> [YOUR ASSIGNMENT]: Copy out the records so that each line matches the original.
▼
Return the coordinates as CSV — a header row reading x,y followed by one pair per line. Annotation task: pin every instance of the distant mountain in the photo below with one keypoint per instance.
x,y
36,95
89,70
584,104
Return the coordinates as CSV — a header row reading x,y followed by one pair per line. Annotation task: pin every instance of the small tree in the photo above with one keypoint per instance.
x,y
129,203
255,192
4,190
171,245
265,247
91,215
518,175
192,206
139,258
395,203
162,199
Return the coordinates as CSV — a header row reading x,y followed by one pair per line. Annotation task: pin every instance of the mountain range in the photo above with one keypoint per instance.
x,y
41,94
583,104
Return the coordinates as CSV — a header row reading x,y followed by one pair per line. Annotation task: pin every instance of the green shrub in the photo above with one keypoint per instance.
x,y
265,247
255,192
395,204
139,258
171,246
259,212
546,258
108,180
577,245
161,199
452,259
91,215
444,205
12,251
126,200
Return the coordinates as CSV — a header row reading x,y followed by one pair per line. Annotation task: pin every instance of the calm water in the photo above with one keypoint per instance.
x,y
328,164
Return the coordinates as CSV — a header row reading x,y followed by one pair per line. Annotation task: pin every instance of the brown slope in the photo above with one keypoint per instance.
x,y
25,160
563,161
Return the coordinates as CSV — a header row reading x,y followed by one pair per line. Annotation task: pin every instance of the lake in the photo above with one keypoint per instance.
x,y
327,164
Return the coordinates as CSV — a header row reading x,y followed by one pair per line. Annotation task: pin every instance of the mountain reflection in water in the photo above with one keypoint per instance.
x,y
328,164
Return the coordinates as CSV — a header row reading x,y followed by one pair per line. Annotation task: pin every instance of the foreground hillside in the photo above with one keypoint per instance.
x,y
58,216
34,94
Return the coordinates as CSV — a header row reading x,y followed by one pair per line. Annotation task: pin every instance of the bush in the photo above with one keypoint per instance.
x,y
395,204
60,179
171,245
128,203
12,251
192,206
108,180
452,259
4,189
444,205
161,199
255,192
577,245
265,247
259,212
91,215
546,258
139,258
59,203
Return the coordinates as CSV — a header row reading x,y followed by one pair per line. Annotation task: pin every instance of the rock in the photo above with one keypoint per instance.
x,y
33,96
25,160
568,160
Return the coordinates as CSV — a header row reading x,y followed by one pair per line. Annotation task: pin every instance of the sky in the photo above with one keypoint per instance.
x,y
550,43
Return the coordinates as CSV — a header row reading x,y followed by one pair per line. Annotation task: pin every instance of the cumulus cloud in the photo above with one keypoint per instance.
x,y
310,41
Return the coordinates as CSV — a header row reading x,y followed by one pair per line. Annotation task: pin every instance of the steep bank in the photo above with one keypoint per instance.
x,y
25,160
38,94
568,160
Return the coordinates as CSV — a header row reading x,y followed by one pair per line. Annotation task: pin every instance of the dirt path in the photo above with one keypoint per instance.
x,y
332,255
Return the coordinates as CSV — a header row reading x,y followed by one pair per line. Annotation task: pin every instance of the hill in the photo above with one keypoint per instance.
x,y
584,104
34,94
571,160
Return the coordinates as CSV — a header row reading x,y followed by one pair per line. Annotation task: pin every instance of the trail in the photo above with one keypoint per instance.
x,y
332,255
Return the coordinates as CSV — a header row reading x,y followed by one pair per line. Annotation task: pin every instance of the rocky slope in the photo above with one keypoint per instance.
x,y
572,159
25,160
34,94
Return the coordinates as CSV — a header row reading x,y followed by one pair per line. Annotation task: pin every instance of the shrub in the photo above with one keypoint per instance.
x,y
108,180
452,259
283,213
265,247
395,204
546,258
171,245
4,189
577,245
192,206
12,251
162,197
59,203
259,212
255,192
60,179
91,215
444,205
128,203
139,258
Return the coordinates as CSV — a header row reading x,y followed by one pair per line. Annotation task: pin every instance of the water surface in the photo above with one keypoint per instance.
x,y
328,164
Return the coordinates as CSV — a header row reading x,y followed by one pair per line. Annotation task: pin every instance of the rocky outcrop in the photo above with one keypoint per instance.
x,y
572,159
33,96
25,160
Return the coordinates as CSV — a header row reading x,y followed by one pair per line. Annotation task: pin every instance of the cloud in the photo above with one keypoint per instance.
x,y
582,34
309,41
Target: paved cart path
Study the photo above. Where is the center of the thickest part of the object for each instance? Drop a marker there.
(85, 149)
▲
> [TASK RESULT]:
Return the coordinates as CSV — a header row reading x,y followed by one pair per line. Annotation task: pin every instance of the distant mountain in the photo below with one keypoint per instance.
x,y
36,95
89,70
584,104
Return the coordinates as CSV — a header row reading x,y followed by one pair per line. Annotation task: pin every instance of the small tree in the photo above with one keypoint per instance.
x,y
129,203
255,192
4,190
171,245
265,247
91,215
518,175
192,206
139,258
395,203
162,199
Return the coordinates as CSV — a header row reading x,y followed by one pair per line. Annotation task: pin every instance of the mountain range in the photo above with one keypoint per instance.
x,y
41,94
583,104
Return the coordinates as CSV — a header row reading x,y followed by one pair per line. Annotation task: pin every instance of the green shrub in the photo above with one keypoint per instance.
x,y
265,247
255,192
395,204
139,258
171,246
259,212
546,258
108,180
577,245
161,199
452,259
91,215
444,205
12,251
126,200
Return the coordinates as CSV — a header row reading x,y followed by one pair per line. Annotation task: pin every instance of the calm water in the photo above with one keypoint per instance.
x,y
328,164
Return the coordinates as CSV — a header row reading x,y followed by one pair per line. Annotation task: pin every instance of the brown slope in the photo above with one keypoint per instance.
x,y
25,160
563,161
Return the coordinates as CSV — a header row reading x,y followed by one pair per line. Annotation task: pin every instance of the lake in the photo above with one keypoint per instance.
x,y
327,164
Return the coordinates as CSV — a header row reading x,y followed by one pair per line. Annotation task: pin every instance of the mountain reflection in water in the photo above with one keypoint per instance.
x,y
328,164
Return the coordinates as CSV — a header row reading x,y followed by one pair per line. Annotation task: pin every instance of the foreground hillside in the photo above with one keypoint per instance.
x,y
58,216
34,94
Return the coordinates as CSV — a header row reading x,y followed by one pair per line. Annotation task: pin every instance of the bush in the photo above with one keypoint per instance.
x,y
395,204
60,179
171,245
128,203
12,251
192,206
108,180
452,259
4,189
444,205
161,199
255,192
577,245
265,247
259,212
91,215
546,258
139,258
59,203
Return the coordinates as CSV — a header row reading x,y followed by one pair per line. Annotation task: pin every instance of the rock in the photo above with one keypoint per instance.
x,y
33,96
25,160
568,160
Return the coordinates as CSV — a header row reading x,y followed by one pair per line. Annotation task: pin every instance of the sky in the photo above with one keypoint per instance.
x,y
550,43
Return the coordinates as CSV — a header row reading x,y followed by one pair per line. Annotation task: pin every instance of the cumulus cloud in the photo above with one keypoint per instance.
x,y
310,41
Return the coordinates as CSV — a header row reading x,y followed by one pair per line. Annotation task: pin every instance of the steep bank in the photo above with one keypoint per instance.
x,y
25,160
38,94
568,160
Return the coordinates as CSV — a header row reading x,y followed by one pair per line. Annotation task: pin every instance of the dirt path in the photo above with one keypoint per instance.
x,y
332,255
Return the coordinates as CSV — a header row reading x,y followed by one pair per line. Annotation task: pin every instance of the hill in the photo above with one keypoint per instance.
x,y
584,104
34,94
571,160
Return the coordinates as CSV — a header row reading x,y followed by one pair per line. Annotation task: pin every instance of the trail in the photo above with one keypoint per instance.
x,y
332,255
Return the coordinates as CSV — a header row reading x,y followed by one pair per line. Annotation task: pin every instance of the rocky slope in the photo above with one keypoint per instance.
x,y
572,159
25,160
34,94
Return the coordinates as CSV — a header row reading x,y followed by one pair per line. Annotation task: pin every instance of the shrub in the photo above with one keypoint per instance.
x,y
108,180
452,259
283,213
265,247
395,204
546,258
171,245
4,189
577,245
192,206
12,251
162,197
59,203
259,212
255,192
60,179
91,215
444,205
128,203
139,258
Return the coordinates as CSV — a header row reading x,y followed by one pair per line. Annotation task: pin every instance of the water surface in the photo above with one keypoint per instance.
x,y
328,164
Return the coordinates as CSV — a header row reading x,y followed by one pair per line. Annotation task: pin every instance of the rocky outcrop in the photo above with one keypoint per instance.
x,y
572,159
33,96
25,160
Return the coordinates as CSV — a header row reading x,y followed by one pair per line. Annotation task: pin every instance of the cloud in the photo above with one keypoint per instance.
x,y
582,34
309,41
Target: paved cart path
Study the photo above. Where is the center of the thickest part of the object for each instance? Drop a marker there.
(85, 149)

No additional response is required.